#### DATASET RECORDS
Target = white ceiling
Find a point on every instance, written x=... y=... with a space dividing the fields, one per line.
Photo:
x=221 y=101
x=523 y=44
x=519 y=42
########
TASK STATEMENT: Repeat everything in the listing above exactly.

RESULT BELOW:
Target = white ceiling
Find a point on every instance, written x=... y=... with a space dividing the fields, one per line.
Photo:
x=221 y=101
x=523 y=44
x=519 y=42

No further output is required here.